:: GIVEN INSTRUCTION ::
Rename "evergreen tree line" to "conifer stand" throughout the stretch of records from the line containing "For every instance of the evergreen" through the line containing "pixel 76 120", and give those lines again with everything else unchanged.

(Records excerpted from a collection)
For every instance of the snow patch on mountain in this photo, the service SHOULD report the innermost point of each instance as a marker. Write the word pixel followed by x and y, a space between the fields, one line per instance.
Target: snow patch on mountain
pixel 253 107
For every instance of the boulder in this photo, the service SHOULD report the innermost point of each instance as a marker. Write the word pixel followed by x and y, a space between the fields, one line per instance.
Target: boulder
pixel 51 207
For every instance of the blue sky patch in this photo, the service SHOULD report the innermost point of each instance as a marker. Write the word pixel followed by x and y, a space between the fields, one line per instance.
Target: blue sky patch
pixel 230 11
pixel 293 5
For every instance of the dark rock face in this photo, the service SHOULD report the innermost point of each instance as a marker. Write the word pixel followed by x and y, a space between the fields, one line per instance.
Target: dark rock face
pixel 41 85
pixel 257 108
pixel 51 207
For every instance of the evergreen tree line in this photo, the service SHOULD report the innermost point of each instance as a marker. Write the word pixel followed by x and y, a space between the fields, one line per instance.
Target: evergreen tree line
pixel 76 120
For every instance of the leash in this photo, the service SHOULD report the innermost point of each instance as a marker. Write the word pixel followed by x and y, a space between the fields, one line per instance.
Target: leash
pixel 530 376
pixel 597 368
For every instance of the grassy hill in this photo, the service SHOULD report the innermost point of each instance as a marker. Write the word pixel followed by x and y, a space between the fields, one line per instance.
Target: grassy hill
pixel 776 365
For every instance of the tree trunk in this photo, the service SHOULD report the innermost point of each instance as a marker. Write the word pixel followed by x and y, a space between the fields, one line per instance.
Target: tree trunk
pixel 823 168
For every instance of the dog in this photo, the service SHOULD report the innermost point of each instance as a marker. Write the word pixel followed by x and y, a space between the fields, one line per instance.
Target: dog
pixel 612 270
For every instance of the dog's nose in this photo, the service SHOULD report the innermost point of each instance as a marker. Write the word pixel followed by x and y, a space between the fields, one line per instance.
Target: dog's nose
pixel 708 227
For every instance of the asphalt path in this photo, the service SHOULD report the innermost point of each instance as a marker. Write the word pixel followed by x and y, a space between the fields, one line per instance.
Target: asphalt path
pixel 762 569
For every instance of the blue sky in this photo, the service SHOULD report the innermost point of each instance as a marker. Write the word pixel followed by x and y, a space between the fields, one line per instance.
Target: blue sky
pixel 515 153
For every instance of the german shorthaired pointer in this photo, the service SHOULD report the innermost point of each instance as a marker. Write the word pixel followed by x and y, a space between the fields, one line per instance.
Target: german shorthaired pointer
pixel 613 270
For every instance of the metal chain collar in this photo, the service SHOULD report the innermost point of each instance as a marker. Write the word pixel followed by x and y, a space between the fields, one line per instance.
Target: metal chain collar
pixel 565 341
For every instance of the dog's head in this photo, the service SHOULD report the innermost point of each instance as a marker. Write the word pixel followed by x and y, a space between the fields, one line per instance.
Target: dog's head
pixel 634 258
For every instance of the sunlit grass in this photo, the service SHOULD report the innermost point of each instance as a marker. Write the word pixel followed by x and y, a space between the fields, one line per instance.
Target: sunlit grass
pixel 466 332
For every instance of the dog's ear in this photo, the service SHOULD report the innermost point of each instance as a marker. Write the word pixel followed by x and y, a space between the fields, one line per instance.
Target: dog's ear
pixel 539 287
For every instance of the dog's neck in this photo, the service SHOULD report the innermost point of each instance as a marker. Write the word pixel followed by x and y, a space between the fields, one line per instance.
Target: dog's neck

:: TASK RESPONSE ::
For every instance of the conifer stand in this photo, the service SHOULD report the innermost point of each instance as a marker. Write the word pixel followed by x and y, a space between the fields, one line per instance.
Target: conifer stand
pixel 76 120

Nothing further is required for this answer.